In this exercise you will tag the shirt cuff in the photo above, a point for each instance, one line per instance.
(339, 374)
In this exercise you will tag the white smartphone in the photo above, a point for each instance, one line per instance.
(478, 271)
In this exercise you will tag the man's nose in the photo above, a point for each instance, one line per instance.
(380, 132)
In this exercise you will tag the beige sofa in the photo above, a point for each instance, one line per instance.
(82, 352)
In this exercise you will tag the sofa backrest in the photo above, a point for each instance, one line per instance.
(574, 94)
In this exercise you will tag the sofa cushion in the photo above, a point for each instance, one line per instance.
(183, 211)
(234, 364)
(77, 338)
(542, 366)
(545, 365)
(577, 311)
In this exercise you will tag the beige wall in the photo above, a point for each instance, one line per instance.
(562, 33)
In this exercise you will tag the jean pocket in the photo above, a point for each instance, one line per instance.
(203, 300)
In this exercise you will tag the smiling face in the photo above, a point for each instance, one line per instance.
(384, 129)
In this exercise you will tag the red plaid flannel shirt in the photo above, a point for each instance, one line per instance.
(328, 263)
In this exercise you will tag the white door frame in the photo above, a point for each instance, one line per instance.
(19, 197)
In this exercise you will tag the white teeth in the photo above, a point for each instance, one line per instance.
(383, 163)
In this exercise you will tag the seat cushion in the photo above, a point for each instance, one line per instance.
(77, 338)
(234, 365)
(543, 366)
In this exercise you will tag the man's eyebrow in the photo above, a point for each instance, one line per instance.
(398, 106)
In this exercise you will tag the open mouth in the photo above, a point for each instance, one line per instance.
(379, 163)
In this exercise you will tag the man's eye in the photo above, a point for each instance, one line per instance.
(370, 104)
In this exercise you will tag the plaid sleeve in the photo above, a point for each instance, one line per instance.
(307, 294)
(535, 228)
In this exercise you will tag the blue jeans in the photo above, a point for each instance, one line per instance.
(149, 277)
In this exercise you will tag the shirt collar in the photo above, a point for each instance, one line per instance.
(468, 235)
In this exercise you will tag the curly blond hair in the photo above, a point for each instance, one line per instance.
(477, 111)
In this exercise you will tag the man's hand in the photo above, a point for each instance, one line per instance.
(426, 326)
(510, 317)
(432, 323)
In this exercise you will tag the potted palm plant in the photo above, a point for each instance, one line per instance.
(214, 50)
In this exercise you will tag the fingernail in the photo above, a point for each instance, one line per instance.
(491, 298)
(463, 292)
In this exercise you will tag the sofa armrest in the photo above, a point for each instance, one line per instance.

• • • • •

Every line of the data above should be reproduced word for word.

- _THE SOLUTION_
In this exercise you will tag the shirt cuff in the photo above, a point for each instance, one line per instance.
(339, 374)
In this exercise you will tag the white smartphone in the photo above, a point for each instance, one line per instance.
(478, 271)
In this exercise you will tag the man's nose in the photo above, a point for each instance, one line per instance.
(380, 132)
In this exercise you will tag the beige sofa in the photo above, a point for each instance, one line per instance.
(82, 352)
In this exercise you will tag the sofa backrest in the photo above, a point for each instance, one line per instance.
(574, 94)
In this exercise you will tag the sofa cushion in the photo above, a point for each instance, one line per instance.
(183, 211)
(234, 364)
(77, 338)
(542, 366)
(545, 365)
(577, 311)
In this exercise you will tag the beige wall in the photo above, a point for each instance, one line per instance.
(562, 33)
In this exercise you will tag the jean pocket in the photo above, a point for each instance, one line per instance.
(203, 300)
In this exercise you will tag the smiling face in the photo above, a point for each instance, one line per instance.
(384, 129)
In this exercise you will tag the red plaid flannel shirt in the photo above, a point for each instance, one line per instance.
(328, 263)
In this exercise you will tag the white door frame in the photo above, a point for each instance, one line per instance.
(19, 197)
In this exercise you will tag the white teeth in the photo above, a point for each instance, one line per instance.
(383, 163)
In this exercise you will tag the seat cushion in the photo above, a point for each instance, one line per instance.
(77, 338)
(234, 365)
(543, 366)
In this exercise you will tag the man's eyebrow in the photo above, a point for each instance, one line per instance.
(398, 106)
In this exercise you will tag the open mouth in the photo above, a point for each instance, one line per instance.
(379, 163)
In this exercise you will tag the man's eye in the photo above, a point for each instance, one line per instance.
(370, 104)
In this exercise you will tag the plaid sleeve in the photo above, a point for each instance, one line per instance.
(307, 294)
(535, 228)
In this exercise you will tag the blue jeans in the photo above, a point for each instance, one line per instance.
(149, 277)
In this exercise you will tag the shirt collar in the photo above, a point for each instance, one line per instance.
(468, 235)
In this exercise you will tag the curly blond hair in the photo above, a point for each instance, one line per instance.
(477, 111)
In this exercise you will tag the man's hand in the photo above, a point for each instance, one line per instance.
(426, 326)
(510, 317)
(432, 323)
In this exercise you will tag the potted palm plant in the photo above, a point for each instance, one line per instance.
(214, 50)
In this exercise you will tag the fingernail in the photo above, a point for each instance, one line per instance.
(491, 298)
(463, 292)
In this exercise you will tag the sofa armrest in the photo above, a point for each instance, one line per instance.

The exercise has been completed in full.